▸ WRITTEN EXERCISE
Write out, word for word, every line from the one containing "[mark] the dark" through the last line of the records below, both ends included.

▸ RECORDS SHOWN
- - - -

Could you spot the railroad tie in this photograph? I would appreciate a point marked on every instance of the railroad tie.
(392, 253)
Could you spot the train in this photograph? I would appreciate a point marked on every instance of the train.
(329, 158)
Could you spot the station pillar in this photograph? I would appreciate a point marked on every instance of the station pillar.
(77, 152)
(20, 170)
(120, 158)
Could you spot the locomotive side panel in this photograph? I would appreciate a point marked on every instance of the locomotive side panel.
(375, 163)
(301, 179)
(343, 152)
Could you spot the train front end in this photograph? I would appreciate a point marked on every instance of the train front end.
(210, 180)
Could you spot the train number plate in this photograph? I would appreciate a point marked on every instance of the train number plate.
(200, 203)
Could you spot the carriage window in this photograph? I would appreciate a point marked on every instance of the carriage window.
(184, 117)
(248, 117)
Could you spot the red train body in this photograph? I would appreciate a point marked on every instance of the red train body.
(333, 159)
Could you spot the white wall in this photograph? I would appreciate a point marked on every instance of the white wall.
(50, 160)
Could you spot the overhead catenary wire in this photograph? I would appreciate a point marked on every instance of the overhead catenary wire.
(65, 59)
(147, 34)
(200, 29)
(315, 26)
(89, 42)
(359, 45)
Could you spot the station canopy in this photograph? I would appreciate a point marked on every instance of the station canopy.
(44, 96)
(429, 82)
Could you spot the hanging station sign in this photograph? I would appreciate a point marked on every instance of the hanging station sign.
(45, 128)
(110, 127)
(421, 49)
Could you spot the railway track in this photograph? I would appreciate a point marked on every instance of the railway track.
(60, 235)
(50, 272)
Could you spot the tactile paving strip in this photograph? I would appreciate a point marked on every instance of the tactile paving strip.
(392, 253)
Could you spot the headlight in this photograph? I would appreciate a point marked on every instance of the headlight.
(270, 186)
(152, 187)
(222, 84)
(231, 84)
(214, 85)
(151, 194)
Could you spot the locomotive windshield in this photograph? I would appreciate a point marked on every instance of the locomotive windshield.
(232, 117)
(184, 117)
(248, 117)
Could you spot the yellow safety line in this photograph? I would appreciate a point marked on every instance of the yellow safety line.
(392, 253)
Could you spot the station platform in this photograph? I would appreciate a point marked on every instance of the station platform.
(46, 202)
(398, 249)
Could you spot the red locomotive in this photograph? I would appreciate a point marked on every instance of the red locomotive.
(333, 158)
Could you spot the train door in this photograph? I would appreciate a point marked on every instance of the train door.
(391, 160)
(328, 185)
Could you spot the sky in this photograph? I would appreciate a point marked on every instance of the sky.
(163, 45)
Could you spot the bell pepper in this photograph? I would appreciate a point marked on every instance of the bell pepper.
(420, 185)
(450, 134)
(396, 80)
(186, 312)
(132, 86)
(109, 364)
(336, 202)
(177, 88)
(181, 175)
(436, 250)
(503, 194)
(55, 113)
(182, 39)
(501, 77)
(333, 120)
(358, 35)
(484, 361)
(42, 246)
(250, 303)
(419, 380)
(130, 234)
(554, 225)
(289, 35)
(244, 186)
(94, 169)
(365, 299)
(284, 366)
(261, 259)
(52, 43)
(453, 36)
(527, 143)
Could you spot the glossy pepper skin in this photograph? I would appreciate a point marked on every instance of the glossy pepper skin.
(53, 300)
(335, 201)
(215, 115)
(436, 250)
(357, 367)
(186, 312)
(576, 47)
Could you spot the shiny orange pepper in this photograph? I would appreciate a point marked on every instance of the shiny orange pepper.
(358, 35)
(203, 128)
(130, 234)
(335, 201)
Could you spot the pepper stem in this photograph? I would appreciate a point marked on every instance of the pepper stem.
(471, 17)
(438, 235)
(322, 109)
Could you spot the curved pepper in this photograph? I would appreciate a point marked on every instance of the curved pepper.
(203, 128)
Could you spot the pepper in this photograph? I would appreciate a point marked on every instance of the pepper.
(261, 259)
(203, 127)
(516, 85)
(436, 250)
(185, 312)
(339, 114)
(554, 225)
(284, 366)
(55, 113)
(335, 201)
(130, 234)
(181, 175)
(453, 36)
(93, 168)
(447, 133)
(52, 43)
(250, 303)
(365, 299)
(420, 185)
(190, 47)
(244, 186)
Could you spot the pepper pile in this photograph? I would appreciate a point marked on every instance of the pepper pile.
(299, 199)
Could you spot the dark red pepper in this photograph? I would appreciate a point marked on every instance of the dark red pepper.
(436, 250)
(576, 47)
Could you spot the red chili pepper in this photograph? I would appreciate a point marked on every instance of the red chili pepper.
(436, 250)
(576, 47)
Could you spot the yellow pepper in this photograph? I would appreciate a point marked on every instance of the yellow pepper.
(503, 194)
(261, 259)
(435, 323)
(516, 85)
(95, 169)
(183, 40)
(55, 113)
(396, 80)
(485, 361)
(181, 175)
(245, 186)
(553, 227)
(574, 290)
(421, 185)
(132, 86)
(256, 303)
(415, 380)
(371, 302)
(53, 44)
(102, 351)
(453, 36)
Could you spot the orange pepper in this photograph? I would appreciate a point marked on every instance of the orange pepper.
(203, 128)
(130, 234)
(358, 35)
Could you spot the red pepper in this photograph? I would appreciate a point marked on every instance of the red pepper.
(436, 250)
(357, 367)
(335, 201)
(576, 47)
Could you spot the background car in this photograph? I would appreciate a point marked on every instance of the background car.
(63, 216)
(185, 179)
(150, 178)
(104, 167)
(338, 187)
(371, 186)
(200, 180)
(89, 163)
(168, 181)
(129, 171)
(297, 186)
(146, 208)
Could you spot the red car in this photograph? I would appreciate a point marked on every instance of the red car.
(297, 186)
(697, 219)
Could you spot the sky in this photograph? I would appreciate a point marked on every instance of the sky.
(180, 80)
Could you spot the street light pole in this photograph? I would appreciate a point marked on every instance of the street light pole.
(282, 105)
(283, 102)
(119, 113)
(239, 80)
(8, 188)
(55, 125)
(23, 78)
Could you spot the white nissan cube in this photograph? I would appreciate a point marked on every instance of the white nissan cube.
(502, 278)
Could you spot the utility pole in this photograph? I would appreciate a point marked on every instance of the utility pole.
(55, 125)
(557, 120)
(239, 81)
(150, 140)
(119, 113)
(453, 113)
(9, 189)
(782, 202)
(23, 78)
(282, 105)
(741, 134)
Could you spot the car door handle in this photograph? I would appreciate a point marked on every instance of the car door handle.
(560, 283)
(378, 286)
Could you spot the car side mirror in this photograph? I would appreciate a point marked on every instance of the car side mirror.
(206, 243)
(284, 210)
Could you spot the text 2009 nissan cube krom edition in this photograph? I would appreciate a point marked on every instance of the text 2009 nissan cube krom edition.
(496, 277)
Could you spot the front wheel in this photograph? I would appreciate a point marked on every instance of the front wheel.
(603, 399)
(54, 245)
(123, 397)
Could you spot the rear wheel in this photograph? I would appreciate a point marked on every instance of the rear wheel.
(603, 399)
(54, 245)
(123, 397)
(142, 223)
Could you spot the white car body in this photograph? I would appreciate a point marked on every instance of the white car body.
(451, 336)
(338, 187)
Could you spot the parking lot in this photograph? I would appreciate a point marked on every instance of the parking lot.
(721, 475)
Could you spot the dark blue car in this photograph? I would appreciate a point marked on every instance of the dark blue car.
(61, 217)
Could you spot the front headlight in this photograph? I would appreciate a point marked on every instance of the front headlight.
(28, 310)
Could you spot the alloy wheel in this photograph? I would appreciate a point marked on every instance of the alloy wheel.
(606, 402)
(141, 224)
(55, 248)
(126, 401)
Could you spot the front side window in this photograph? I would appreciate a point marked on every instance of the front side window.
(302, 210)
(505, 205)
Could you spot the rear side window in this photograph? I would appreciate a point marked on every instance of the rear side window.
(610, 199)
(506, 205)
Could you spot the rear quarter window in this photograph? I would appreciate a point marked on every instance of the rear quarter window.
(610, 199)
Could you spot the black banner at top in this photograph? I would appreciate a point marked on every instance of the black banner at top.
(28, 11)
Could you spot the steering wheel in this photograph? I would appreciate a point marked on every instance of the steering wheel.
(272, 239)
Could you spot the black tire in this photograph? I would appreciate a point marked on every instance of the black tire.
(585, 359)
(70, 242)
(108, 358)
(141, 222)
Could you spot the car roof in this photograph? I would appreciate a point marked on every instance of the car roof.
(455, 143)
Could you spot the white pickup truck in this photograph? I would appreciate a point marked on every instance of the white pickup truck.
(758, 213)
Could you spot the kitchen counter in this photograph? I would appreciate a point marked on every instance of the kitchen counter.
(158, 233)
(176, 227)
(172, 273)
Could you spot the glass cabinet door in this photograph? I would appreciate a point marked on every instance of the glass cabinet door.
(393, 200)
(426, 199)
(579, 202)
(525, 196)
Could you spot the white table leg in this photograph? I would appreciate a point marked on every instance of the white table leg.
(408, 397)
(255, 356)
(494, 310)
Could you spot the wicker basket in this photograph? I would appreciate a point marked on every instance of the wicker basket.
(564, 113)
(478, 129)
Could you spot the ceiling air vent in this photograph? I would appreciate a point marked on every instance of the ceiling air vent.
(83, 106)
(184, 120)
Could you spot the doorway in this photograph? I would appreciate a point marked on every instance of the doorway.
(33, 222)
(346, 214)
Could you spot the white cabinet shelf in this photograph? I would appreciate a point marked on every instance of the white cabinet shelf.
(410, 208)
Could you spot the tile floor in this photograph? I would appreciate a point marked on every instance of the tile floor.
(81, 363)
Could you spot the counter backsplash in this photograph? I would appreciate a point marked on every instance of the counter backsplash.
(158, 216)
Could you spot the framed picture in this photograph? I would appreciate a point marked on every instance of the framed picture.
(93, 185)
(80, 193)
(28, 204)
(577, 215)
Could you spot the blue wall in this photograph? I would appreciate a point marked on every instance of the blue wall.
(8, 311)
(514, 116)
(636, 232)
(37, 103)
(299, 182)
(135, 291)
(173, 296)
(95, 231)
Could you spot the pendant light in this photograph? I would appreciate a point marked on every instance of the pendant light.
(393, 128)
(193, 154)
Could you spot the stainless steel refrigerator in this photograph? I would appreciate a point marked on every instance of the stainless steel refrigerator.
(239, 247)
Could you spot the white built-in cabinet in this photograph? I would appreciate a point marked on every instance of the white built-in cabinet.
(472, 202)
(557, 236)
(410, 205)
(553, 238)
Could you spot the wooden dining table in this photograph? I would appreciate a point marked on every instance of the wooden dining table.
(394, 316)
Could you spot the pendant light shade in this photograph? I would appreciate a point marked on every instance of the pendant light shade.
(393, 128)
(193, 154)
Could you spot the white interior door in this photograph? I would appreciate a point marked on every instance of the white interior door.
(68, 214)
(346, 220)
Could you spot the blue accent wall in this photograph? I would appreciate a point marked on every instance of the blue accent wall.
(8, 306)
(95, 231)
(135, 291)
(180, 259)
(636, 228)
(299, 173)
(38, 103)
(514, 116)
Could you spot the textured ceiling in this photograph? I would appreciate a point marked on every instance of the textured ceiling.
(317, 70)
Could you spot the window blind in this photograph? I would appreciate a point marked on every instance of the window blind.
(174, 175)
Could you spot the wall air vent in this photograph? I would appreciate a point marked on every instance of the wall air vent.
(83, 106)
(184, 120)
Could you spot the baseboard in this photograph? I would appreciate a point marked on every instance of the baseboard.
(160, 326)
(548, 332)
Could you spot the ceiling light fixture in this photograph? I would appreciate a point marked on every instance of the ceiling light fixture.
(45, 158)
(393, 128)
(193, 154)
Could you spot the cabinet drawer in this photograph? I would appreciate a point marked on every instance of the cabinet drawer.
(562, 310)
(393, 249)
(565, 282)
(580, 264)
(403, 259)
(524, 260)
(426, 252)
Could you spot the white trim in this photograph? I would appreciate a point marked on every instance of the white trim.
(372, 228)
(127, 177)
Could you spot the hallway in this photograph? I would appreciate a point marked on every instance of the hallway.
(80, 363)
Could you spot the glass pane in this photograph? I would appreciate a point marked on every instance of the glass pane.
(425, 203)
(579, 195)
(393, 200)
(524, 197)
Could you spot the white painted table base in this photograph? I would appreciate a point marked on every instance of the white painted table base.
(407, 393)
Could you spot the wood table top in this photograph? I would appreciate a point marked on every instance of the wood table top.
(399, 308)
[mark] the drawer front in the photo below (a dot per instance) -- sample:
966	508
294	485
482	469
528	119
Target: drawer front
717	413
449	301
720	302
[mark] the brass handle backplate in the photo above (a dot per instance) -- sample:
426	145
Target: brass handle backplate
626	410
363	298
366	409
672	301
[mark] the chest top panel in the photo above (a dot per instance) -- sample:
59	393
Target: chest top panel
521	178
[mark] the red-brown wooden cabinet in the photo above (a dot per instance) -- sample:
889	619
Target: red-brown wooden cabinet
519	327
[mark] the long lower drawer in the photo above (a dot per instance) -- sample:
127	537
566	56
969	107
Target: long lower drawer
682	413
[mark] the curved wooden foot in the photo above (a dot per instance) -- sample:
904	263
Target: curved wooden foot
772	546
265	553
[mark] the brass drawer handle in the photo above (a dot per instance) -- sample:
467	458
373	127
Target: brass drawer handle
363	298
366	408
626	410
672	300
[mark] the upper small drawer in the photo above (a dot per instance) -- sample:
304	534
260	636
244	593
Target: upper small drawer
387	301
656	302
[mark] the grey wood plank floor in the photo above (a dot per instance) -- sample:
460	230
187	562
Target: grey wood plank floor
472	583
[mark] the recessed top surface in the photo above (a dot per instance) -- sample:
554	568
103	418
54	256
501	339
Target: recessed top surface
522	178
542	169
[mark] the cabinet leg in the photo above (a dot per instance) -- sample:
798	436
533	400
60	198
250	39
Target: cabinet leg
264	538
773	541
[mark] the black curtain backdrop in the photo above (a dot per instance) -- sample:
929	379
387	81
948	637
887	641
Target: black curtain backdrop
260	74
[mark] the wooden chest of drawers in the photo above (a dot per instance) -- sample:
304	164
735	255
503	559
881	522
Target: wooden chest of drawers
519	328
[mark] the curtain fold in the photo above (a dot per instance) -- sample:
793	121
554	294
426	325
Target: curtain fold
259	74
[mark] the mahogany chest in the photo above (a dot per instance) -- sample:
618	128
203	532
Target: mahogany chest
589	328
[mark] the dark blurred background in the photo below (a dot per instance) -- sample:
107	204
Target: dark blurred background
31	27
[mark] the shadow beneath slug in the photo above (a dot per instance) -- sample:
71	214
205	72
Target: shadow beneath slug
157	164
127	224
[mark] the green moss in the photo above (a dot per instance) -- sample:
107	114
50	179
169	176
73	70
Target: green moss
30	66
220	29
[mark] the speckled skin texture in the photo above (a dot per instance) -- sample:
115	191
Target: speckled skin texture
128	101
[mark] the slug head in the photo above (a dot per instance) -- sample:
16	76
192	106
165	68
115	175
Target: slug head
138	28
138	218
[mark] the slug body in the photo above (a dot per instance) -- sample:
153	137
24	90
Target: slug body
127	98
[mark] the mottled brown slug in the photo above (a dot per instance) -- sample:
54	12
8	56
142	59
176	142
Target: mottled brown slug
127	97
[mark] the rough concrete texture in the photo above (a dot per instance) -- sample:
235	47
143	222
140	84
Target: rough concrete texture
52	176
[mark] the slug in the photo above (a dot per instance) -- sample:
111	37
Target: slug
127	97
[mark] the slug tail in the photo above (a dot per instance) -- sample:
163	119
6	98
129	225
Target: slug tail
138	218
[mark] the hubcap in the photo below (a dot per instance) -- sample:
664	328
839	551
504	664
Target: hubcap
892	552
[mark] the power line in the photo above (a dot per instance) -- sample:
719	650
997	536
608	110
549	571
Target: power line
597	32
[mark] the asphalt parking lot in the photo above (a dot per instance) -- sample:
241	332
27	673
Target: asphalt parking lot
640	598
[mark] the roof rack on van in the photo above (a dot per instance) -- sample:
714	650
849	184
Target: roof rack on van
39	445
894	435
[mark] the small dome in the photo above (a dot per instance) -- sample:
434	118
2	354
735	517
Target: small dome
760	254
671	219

- - - -

▸ TASK ANSWER
[mark] the dark blurred background in the photo below (a dot per instance) -- sample:
107	204
Target: dark blurred background
31	27
[mark] the shadow beneath slug in the photo above (a dot per instance) -- sample:
71	214
205	72
Target: shadow beneath slug
157	164
127	224
[mark] the green moss in the photo above (a dot per instance) -- sample:
107	114
50	179
169	176
73	70
Target: green moss
30	66
220	29
[mark] the speckled skin texture in the photo above (a dot per instance) -- sample:
115	191
Target: speckled skin texture
128	101
[mark] the slug head in the photo above (a dot per instance) -- sample:
16	76
192	106
165	68
115	175
Target: slug head
138	28
138	218
[mark] the slug body in the photo above (a dot per instance) -- sample:
153	137
24	90
Target: slug body
127	98
[mark] the mottled brown slug in the photo above (a dot per instance) -- sample:
54	12
8	56
142	59
176	142
Target: mottled brown slug
127	97
[mark] the rough concrete texture in the photo above (a dot per instance) -- sample:
235	47
143	222
140	84
Target: rough concrete texture
52	176
[mark] the slug in the photo above (a dot per instance) -- sample:
111	37
Target: slug
127	97
[mark] the slug tail in the photo above (a dot per instance) -- sample:
163	119
6	98
129	225
Target: slug tail
138	218
[mark] the hubcap in the photo below (a dot per instance) -- sample:
664	328
839	551
504	664
Target: hubcap
892	552
[mark] the power line in the photo above (a dot per instance) -- sample:
719	650
997	536
608	110
549	571
Target: power line
597	32
[mark] the asphalt parking lot in the photo above (a dot per instance) -- sample:
241	332
27	673
Target: asphalt parking lot
640	598
[mark] the roof rack on van in the photo above (a dot per instance) -- sample:
714	650
849	184
Target: roof rack on van
39	445
894	435
[mark] the small dome in the photo above (a dot per instance) -- sample:
434	118
2	354
735	517
Target: small dome
760	254
671	219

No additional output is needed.